OBJETIVO A
Reescreva a passagem do relato sobre a queda do prédio que vai de "A matéria abaixo" até "todas as aspas.", trocando "repórteres" por "jornalistas".
OBJETIVO B
Enumere, na ordem em que surgem, todos os nomes próprios presentes no relato sobre a queda do prédio.

TRECHO EXIBIDO
##########

Vou encher de porrada o primeiro sujeito da Sersan que aparecer na minha frente.

Na madrugada seguinte, novo plantão, dessa vez saindo às sete, como o previsto. Chega-se em casa, dorme- se umas cinco horas e acorda-se por volta de meio-dia e meia. Liga-se a televisão em frente à cama, no RJ-TV, e a primeira imagem que aparece é da entrevista coletiva do engenheiro da Sersan escalado para explicar a queda do prédio. E lá está ele, Rui Feital, sendo contido por uns três caras enquanto, já em cima da mesa da coletiva, desfere socos na direção do engenheiro, que se esquiva e levanta da cadeira assustado. Rui Feital não consegue acertar o cara como gostaria, mas não deixa de cumprir com o prometido. Sujeito de palavra.

A matéria abaixo não saiu assinada. Meu nome apareceu junto com o de outros repórteres no tradicional “participaram da cobertura”. Mas 90% do texto são meus, inclusive o lead o sublead e todas as aspas.

##########

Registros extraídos

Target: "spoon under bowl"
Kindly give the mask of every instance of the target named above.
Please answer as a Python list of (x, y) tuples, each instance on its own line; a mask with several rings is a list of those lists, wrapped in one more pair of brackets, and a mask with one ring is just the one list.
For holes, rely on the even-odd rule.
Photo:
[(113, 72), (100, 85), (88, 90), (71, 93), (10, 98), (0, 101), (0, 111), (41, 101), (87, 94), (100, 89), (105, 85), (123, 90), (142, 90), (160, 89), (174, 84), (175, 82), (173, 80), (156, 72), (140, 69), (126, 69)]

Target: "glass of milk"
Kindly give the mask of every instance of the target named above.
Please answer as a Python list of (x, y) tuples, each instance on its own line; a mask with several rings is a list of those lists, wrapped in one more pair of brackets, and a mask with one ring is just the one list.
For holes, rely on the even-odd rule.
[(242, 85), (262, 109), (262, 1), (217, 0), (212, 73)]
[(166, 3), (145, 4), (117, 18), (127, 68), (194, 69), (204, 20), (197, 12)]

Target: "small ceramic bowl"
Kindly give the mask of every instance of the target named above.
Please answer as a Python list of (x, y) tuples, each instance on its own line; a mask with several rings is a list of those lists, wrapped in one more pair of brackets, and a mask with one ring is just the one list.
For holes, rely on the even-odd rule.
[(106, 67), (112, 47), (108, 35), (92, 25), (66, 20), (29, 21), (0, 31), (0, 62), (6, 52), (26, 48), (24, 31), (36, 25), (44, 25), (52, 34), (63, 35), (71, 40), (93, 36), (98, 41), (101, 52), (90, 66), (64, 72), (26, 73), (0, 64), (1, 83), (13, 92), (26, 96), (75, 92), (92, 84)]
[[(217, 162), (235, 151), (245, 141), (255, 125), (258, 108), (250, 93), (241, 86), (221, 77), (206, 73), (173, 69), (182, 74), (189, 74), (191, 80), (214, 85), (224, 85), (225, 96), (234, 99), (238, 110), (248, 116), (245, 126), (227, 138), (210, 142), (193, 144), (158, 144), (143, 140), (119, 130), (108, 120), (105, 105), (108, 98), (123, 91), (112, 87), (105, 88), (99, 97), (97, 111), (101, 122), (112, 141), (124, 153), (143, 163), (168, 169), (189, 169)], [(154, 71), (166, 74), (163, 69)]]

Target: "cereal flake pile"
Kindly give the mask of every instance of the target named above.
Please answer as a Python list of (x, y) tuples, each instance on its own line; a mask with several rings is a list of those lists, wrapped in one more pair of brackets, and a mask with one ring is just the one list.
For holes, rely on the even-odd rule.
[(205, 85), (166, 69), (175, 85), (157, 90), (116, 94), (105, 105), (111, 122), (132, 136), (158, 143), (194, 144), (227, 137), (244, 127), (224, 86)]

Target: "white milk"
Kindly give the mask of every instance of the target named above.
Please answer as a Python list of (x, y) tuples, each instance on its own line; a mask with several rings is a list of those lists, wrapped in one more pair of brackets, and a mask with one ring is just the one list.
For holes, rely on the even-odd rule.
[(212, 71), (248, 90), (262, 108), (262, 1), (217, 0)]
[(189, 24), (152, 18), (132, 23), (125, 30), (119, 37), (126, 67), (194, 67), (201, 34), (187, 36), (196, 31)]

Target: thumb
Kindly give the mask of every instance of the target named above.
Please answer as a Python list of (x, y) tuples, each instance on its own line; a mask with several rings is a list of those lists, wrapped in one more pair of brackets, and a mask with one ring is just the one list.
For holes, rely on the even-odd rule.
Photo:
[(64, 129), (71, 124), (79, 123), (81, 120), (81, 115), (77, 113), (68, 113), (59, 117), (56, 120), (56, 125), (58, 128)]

##########

RESULTADO A
A matéria abaixo não saiu assinada. Meu nome apareceu junto com o de outros jornalistas no tradicional “participaram da cobertura”. Mas 90% do texto são meus, inclusive o lead o sublead e todas as aspas.

RESULTADO B
Sersan
RJ-TV
Rui Feital